Here I calculate the natural logarithm of the evidence, \(Z_1\), for hypothesis 1: the data variation can be described by Gaussian noise given by the experimental errors. This is just performed by evaluating the likelihood function: \[ Z_1 = \ln{\left(p(d|\{\sigma_{\rm sys}=0, A=0, P=1, \phi_0=0, t_0=0\},H_1,I)\right)} \] Note: I use a value of \(P=1\) to stop the model having to divide by zero, although the sinusoidal component will still be zero.

In [3]:
model = pmodel(0., 1., 0., 0., 0.)
Z1 = logL(Gs, model, errs, 0.)
print Z1
250.38113464

Case 2

Here I calculate the evidence, \(Z_2\), for hypothesis 2: the data variation can be described by Gaussian noise given by the experimental errors and an unknown systematic noise term.

The unknown noise term will have a Jeffrey's prior of \[ p(\sigma_{\rm sys}|I) = \left(\ln{\left( \frac{\sigma_{\rm sys,max}}{\sigma_{\rm sys,min}} \right)\sigma_{\rm sys} }\right)^{-1} \] where I have set the limits of \(\sigma_{\rm sys}\) using the smallest measured error as a lower limit and the maximum range of values as an upper limit.

The evidence has been evaluated as \[ Z_2 = \ln{\left( \int_{\sigma_{\rm sys,min}}^{\sigma_{\rm sys,max}} p(d|\{\sigma_{\rm sys}, A=0, P=1, \phi_0=0, t_0=0\},H_2,I)p(\sigma_{\rm sys}|I) {\rm d}\sigma_{\rm sys} \right)} \]

In [4]:
from scipy.misc import logsumexp

# define a trapezium rule integration function for log values
def logtrapz(arr, dx):
    logt = -np.inf
    ldx = np.log(dx)

__Jobs__:
**A)** List every parameter that the likelihood expression for \(Z_1\) in the evidence notebook excerpt fixes, along with the value each one is given.
**B)** Answer these from the evidence notebook excerpt:
(i) What number does the code print as the value of Z1?
(ii) What reason does the author give for using a value of \(P=1\)?
(iii) What is used as the lower limit of \(\sigma_{\rm sys}\)?
**C)** Pick up the evidence notebook excerpt at the point where it stops and carry it further.

__Data shown__:

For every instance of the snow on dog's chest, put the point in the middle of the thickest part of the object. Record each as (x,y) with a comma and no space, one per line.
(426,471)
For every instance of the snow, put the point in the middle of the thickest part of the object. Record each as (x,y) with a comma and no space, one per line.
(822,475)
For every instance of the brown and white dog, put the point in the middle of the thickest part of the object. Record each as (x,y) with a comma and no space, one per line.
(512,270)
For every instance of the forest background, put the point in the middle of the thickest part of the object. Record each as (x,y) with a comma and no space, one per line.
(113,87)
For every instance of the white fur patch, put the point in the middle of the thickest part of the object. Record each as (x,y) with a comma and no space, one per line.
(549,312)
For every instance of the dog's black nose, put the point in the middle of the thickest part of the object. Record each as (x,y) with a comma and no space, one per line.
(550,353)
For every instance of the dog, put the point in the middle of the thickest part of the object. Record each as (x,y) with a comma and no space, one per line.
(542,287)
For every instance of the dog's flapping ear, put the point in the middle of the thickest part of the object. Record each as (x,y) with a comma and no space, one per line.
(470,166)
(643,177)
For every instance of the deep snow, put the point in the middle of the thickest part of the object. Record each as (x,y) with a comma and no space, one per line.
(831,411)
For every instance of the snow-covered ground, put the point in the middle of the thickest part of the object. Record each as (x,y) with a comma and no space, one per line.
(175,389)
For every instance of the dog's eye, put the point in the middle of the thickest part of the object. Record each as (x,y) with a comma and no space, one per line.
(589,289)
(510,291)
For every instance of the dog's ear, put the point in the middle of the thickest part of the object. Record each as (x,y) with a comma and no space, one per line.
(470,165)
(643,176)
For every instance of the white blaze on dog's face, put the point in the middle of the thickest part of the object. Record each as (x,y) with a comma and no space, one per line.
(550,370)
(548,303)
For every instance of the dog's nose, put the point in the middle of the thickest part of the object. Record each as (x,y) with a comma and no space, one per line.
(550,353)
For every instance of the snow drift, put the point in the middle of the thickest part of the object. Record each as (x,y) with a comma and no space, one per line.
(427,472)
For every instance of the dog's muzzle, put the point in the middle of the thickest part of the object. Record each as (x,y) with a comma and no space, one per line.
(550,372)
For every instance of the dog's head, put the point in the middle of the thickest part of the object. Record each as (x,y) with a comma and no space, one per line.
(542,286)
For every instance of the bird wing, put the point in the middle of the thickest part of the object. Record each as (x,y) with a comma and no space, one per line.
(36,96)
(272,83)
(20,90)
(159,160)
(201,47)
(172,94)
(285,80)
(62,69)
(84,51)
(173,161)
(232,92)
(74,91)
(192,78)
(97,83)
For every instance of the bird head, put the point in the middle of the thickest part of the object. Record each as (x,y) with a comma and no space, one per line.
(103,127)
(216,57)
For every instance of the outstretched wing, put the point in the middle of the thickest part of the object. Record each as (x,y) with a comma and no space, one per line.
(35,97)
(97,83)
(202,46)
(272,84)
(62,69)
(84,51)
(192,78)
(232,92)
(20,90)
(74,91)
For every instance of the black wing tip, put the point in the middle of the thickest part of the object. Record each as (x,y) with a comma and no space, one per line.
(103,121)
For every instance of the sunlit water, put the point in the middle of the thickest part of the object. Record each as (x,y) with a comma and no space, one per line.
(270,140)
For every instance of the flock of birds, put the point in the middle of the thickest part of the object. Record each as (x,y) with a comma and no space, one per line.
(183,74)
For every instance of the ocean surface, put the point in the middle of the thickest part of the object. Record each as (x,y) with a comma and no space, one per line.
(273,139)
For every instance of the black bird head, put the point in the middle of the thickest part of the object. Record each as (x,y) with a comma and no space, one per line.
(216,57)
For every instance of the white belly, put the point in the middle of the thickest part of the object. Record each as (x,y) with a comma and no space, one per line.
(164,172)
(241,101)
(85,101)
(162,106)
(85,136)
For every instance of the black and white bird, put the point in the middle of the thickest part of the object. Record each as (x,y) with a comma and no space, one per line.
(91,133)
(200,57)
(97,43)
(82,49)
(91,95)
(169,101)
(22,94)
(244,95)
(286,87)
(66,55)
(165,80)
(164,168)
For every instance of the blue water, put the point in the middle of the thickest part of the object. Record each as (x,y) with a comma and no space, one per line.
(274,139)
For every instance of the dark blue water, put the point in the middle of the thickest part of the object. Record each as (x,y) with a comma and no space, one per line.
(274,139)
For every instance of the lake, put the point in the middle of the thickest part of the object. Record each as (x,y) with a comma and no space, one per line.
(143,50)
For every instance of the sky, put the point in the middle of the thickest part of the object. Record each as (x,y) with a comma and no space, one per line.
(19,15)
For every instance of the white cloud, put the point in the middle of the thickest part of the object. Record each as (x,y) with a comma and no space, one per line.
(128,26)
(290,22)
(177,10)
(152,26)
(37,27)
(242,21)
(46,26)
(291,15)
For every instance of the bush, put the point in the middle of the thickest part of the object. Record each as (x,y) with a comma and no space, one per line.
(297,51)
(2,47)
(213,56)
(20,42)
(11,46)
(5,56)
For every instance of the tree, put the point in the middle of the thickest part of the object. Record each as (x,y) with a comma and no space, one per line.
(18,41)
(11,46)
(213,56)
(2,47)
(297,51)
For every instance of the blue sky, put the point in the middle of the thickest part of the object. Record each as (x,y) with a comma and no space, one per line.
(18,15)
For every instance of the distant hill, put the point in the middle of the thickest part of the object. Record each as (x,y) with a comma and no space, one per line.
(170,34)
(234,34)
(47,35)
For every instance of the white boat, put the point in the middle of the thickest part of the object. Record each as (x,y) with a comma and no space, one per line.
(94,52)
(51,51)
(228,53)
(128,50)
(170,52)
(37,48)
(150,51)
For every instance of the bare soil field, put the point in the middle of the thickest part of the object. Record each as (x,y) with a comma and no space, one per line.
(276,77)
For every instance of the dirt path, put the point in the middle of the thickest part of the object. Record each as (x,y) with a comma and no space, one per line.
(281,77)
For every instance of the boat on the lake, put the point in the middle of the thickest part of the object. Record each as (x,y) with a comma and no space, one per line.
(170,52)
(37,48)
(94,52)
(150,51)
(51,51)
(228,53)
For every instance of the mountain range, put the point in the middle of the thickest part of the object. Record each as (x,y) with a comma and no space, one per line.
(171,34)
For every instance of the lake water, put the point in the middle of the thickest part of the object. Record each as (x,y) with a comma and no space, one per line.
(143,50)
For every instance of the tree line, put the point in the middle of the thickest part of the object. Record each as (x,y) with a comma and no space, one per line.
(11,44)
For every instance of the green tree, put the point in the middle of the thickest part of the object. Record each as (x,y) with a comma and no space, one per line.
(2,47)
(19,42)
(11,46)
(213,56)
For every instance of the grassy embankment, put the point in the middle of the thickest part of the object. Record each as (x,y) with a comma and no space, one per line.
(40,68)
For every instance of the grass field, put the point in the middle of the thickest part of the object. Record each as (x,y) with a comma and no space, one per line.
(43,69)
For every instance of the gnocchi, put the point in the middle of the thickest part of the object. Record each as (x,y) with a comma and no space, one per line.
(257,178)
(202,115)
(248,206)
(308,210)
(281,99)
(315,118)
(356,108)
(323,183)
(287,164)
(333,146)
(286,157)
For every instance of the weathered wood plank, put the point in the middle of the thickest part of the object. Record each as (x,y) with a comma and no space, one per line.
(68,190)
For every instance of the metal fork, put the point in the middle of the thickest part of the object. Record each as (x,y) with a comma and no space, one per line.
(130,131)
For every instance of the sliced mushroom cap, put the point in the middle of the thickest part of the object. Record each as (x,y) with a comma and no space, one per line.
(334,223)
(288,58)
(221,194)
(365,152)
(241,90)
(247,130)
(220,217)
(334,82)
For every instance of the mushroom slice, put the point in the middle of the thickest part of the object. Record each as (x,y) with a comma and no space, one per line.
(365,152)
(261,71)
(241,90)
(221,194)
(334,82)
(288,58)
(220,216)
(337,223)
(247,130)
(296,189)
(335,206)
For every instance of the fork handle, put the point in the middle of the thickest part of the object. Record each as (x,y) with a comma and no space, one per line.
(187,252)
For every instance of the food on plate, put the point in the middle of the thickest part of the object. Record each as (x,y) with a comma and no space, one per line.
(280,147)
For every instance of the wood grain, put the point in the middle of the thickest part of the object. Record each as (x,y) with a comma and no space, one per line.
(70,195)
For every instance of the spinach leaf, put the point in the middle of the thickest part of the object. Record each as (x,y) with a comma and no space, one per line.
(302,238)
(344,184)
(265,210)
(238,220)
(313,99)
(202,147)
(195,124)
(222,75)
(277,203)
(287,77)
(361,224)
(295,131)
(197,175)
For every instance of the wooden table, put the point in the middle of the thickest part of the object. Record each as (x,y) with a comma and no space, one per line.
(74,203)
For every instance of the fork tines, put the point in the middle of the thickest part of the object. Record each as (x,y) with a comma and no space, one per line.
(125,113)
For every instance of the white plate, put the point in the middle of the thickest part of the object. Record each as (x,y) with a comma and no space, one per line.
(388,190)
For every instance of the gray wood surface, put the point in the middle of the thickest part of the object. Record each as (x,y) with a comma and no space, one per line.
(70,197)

---

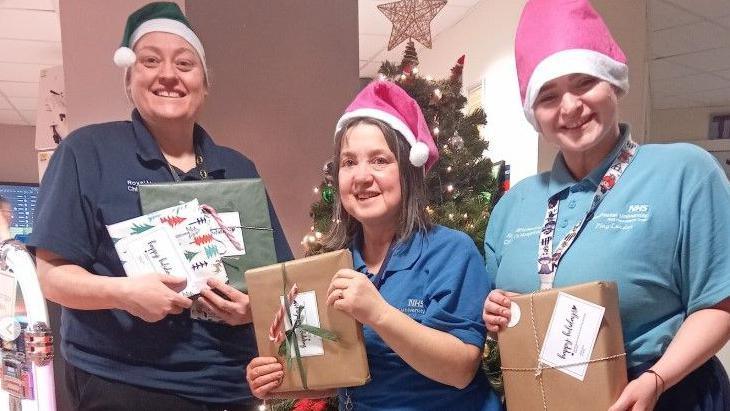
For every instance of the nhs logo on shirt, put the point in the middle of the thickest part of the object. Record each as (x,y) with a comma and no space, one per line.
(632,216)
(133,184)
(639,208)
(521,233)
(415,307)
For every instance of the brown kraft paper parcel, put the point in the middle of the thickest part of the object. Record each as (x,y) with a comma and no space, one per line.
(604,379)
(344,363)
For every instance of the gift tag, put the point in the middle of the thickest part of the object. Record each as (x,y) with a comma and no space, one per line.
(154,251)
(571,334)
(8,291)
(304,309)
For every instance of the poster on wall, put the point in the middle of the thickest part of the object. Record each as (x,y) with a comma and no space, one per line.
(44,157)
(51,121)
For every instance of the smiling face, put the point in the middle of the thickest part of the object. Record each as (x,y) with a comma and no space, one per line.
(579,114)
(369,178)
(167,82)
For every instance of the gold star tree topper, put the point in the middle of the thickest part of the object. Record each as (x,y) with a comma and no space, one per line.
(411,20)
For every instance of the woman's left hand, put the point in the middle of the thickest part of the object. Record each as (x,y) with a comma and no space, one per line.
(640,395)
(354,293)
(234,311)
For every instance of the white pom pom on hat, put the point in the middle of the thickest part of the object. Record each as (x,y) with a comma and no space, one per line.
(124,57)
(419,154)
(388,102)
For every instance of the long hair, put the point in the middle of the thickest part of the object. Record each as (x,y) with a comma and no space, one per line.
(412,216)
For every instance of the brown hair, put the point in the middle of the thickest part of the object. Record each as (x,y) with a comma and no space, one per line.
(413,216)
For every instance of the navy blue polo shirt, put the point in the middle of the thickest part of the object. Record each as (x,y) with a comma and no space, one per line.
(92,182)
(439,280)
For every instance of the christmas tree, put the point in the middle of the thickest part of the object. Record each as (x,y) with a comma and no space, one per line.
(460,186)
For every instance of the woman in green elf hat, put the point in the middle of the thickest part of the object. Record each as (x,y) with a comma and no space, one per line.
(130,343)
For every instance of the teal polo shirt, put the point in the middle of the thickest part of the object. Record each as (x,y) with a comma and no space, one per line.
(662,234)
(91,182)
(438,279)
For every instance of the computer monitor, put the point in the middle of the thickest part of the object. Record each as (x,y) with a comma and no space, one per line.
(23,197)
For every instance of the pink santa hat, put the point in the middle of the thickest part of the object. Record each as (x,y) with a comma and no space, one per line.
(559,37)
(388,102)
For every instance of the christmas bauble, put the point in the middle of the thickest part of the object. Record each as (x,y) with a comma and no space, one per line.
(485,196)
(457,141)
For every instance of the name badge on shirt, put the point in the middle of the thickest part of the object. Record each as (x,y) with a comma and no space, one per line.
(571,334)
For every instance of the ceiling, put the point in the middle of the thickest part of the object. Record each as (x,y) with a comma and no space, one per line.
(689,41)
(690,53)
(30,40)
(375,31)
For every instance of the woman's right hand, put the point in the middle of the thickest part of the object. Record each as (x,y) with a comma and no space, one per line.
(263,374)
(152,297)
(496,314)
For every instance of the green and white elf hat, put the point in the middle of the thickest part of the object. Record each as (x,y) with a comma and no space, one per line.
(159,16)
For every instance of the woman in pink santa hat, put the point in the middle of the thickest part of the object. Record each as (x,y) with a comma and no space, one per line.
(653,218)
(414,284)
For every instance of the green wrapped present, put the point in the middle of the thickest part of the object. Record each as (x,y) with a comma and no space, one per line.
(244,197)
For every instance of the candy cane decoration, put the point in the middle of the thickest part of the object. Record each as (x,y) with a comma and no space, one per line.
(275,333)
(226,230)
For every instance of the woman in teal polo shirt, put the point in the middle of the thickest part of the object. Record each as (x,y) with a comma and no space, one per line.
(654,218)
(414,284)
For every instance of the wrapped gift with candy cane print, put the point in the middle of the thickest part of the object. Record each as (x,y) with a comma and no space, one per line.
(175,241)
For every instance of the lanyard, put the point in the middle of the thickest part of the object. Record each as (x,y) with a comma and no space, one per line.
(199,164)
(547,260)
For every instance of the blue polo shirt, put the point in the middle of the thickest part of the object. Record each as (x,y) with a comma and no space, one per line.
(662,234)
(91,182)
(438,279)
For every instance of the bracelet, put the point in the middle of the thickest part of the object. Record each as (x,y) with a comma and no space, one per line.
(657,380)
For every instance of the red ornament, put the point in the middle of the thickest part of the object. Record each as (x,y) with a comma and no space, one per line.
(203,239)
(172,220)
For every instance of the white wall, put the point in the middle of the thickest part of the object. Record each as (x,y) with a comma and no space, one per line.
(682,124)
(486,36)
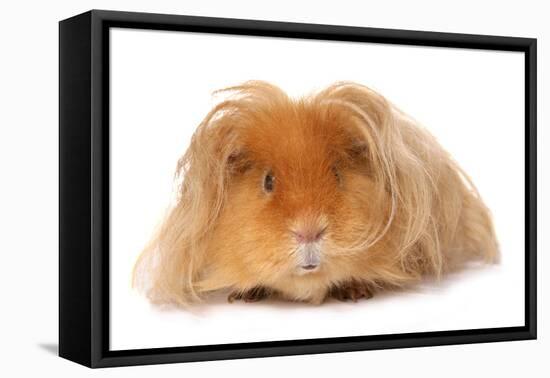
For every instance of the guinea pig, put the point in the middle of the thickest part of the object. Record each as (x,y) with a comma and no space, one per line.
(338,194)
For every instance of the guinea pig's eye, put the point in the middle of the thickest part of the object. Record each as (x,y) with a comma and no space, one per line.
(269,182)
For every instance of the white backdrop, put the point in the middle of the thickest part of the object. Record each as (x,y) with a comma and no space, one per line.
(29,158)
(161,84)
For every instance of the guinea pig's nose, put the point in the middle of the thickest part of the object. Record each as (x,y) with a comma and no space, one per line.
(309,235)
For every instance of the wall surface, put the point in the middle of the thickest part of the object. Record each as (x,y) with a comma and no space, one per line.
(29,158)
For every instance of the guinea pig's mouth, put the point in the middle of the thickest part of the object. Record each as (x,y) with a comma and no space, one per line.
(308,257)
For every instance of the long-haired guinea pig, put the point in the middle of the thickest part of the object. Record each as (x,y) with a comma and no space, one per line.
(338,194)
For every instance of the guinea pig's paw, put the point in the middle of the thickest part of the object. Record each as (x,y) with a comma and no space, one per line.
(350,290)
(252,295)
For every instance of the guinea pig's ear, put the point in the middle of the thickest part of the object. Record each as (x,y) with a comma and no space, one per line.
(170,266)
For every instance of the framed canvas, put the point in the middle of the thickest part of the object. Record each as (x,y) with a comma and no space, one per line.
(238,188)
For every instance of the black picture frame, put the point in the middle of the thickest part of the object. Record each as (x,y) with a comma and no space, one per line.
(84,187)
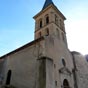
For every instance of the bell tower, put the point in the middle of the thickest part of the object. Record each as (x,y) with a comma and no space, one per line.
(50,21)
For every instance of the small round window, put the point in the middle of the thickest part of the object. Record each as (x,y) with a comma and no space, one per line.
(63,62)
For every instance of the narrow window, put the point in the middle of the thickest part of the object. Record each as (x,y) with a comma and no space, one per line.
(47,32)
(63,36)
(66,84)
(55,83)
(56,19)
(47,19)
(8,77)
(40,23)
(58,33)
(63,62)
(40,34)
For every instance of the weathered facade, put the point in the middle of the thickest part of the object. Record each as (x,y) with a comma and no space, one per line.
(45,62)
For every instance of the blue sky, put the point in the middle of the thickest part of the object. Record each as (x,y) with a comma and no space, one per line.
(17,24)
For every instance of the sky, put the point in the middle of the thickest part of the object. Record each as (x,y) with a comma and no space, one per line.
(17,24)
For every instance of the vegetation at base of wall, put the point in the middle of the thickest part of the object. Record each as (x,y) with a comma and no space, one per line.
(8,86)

__Answers for the exercise__:
**A)** \(\sigma_{\rm sys}=0\), \(A=0\), \(P=1\), \(\phi_0=0\), \(t_0=0\)

**B)**
(i) 250.38113464
(ii) It stops the model from having to divide by zero.
(iii) The smallest measured error.

**C)**
    l2 = np.log(2.)
    for i in range(1,len(arr)):
        logt = np.logaddexp(logt, np.logaddexp(arr[i-1], arr[i]) + ldx[i-1] - l2)
    
    return logt

sigmasysmax = np.max(Gs)-np.min(Gs)
sigmasysmin = np.min(errs)

sysfrac = np.log(sigmasysmax/sigmasysmin)

sysrange = np.linspace(sigmasysmin, sigmasysmax, 30)

# log prior for systematic error term
def logpriorsys(sys):
    return -np.log(sysfrac)-np.log(sys)

Lpost = np.zeros(len(sysrange))
model = pmodel(0., 1., 0., 0., 0.)
for i in range(len(sysrange)):
    Lpost[i] = logL(Gs, model, errs, sysrange[i])
    Lpost[i] = Lpost[i] + logpriorsys(sysrange[i])
    
fig = pl.figure(figsize=(6,5), dpi=200)

pl.plot(sysrange, np.exp(Lpost-np.max(Lpost)))
pl.xlabel(r'$\sigma_{\mathrm{sys}}$', fontsize=16)
pl.ylabel(r'$p(\sigma_{\mathrm{sys}}|d,H_2,I)$', fontsize=16)

# marginalise over sysrange
Z2 = logtrapz(Lpost, np.diff(sysrange))
print Z2
335.342774121

Case 3

Here I calculate the evidence, \(Z_3\), for hypothesis 3: the data variation can be described by Gaussian noise given by the experimental errors, and a sinusoid with period 5.9 years, but with unknown amplitude and phase.

For the unknown sinusoid amplitude I use the same Jeffreys prior as for the unknown noise term \[ p(A|I) = \left(\ln{\left( \frac{A_{\rm max}}{A_{\rm min}} \right)A }\right)^{-1}, \] with the upper and lower ranges \(A_{\rm max}\) and \(A_{\rm min}\) set to the same values as those for \(\sigma_{\rm sys}\).

For the unknown phase I use a uniform prior between 0 and \(2\pi\), giving \[ p(\phi_0|I) = \frac{1}{2\pi}. \]

The evidence has been evaluated as \[ Z_3 = \ln{\left( \int_{A_{\rm min}}^{A_{\rm max}} \int_{\phi_{0,{\rm min}}}^{\phi_{0,{\rm max}}} p(d|\{\sigma_{\rm sys}=0, A, P=5.9, \phi_0, t_0=0\},H_3,I) p(A|I) p(\phi_0|I) {\rm d}A{\rm d}\phi_0) \right)} \]

In [5]:
# unknown sinusoid amplitude
Amax = np.max(Gs)-np.min(Gs)
Amin = np.min(errs)

Afrac = sysfrac

Arange = np.linspace(Amin, Amax, 30)

# log prior for sinusoid amplitude term
def logpriorA(A):
    return -np.log(Afrac)-np.log(A)

# sinusoid phase
phi0max = 2.*np.pi
phi0min = 0.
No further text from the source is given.